### EXTRACT
....................

Perhaps the GPU part of the problem.  The display part is not.
However I'm fine to move the "don't actually attach" part into
arm-smmu if that is preferred.  The next person to hit the same
problem on a different iommu could certainly move the check or copy it
into their iommu driver.

> > This solves both problems.
>
> For a very, very specific value of "solve"... ;)

well, "solve" == "it boots fine and doesn't explode"..

I'm certainly happy to entertain alternative suggestions, but these
are real problems that need solutions.

BR,
-R

> > Signed-off-by: Rob Clark <robdclark@chromium.org>
> > ---
> >   drivers/iommu/iommu.c  | 11 +++++++++++
> >   include/linux/device.h |  3 ++-
> >   2 files changed, 13 insertions(+), 1 deletion(-)
> >
> > diff --git a/drivers/iommu/iommu.c b/drivers/iommu/iommu.c
> > index 0c674d80c37f..efa0957f9772 100644
> > --- a/drivers/iommu/iommu.c
> > +++ b/drivers/iommu/iommu.c
> > @@ -1573,6 +1573,17 @@ static int __iommu_attach_device(struct iommu_domain *domain,
> >           domain->ops->is_attach_deferred(domain, dev))

....................

### DATA SHOWN

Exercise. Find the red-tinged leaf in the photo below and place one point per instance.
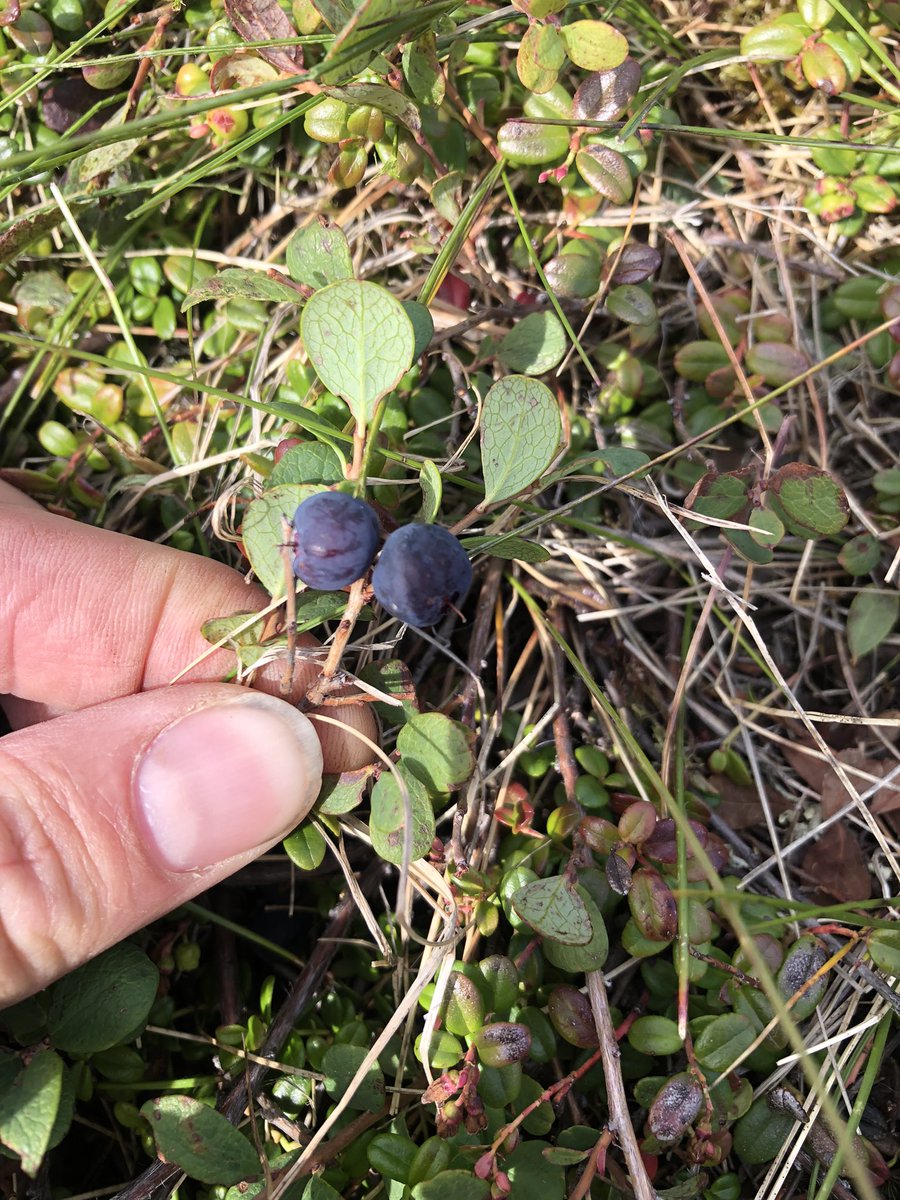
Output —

....................

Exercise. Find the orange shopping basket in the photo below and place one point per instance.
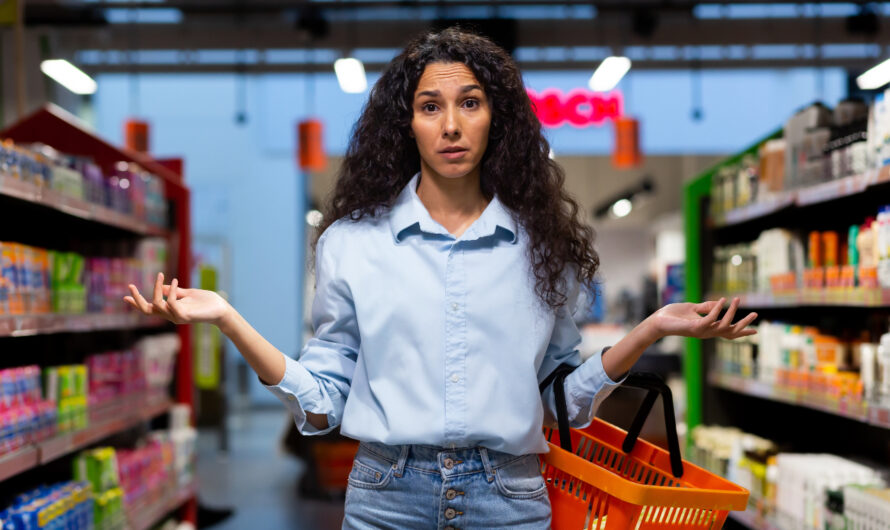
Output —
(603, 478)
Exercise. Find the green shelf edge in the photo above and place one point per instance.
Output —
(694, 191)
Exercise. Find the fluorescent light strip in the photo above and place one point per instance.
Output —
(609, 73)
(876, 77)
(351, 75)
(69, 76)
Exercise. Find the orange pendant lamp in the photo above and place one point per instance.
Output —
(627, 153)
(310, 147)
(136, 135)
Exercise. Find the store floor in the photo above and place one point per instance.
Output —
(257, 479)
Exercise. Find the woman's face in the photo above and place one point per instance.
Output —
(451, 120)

....................

### ACTIONS TO TAKE
[a] Translate this sentence from the IOMMU patch thread into Spanish: "I'm certainly happy to entertain alternative suggestions, but these are real problems that need solutions."
[b] Write the next part of the IOMMU patch thread, picking up after its final line.

### FINAL RESULTS
[a] Sin duda estoy dispuesto a considerar sugerencias alternativas, pero estos son problemas reales que necesitan soluciones.

[b]
> >               return 0;
> >
> > +     /*
> > +      * If driver is going to manage iommu directly, then avoid
> > +      * attaching any non driver managed domain.  There could
> > +      * be already active dma underway (ie. scanout in case of
> > +      * bootloader enabled display), and interfering with that
> > +      * will make things go *boom*
> > +      */
> > +     if ((domain->type != IOMMU_DOMAIN_UNMANAGED) &&
> > +         dev->driver && dev->driver->driver_manages_iommu)
> > +             return 0;
>
> This leaving things half-hanging is really ugly, but more than that it
> assumes that allocating a default domain in the first place isn't
> disruptive - I'm not 100% sure that's *always* the case today, and it's
> definitely likely to change in future as part of improving the current
> request_dm_for_dev() mechanism. As it happens, those proposed changes
> would not only break this idea, but make it redundant, since they're
> about forcing the default domain type to passthrough on a per-device
> basis, which leads to an equivalent end result to this patch, but in a
> cleaner and more robust manner.
>
> Robin.
>
> > +
> >       if (unlikely(domain->ops->attach_dev == NULL))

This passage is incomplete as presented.